• ACTIVITY
With nothing added or left out, output the listing that follows.

• INFORMATION
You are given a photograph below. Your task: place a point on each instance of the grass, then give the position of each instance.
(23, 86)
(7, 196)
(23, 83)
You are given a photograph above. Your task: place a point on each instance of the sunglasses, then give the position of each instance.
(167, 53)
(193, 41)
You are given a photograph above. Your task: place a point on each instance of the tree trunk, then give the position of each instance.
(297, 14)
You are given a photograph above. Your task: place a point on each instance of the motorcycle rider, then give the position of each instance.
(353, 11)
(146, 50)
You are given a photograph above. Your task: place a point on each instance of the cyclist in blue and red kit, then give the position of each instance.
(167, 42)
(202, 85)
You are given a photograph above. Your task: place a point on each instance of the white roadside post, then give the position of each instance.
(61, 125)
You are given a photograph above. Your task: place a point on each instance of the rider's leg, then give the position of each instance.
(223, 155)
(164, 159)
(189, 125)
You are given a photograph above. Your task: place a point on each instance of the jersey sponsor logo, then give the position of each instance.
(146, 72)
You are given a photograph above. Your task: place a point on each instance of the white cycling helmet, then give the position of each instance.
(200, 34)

• WRITTEN REPLY
You are given a photograph below. Your task: place a point on each instance of the grass, then give the position of each instance.
(23, 86)
(7, 196)
(23, 83)
You are given a photograph above. Your task: place a point on each instance of the sunglasses, then give the position of each instance.
(167, 53)
(193, 41)
You are given a photograph above. Your task: place a point on each instance of the tree trunk, then give the position of each instance.
(297, 14)
You are given a photograph above. Your task: place a point on each instance of the motorcycle rider, then give the position of each instance.
(353, 11)
(146, 50)
You are given a photograph above. Your task: place a point on each instance of the cyclist in blue and red kit, then give the position of each instance.
(167, 42)
(202, 85)
You are given a photograph above. Your task: place a point on each instance of the white roadside post, then give the position of each instance.
(61, 125)
You are given a photograph above. Your task: place a point on each instance of the rider's leg, then give the position of each instance.
(223, 155)
(164, 159)
(189, 125)
You are given a photograph above. Your task: place a point on each instance of the jersey sponsor logo, then give the position of each instance.
(146, 72)
You are given a photograph above. Your task: place a point on each instance of the white cycling helmet, then give the position of each instance.
(200, 34)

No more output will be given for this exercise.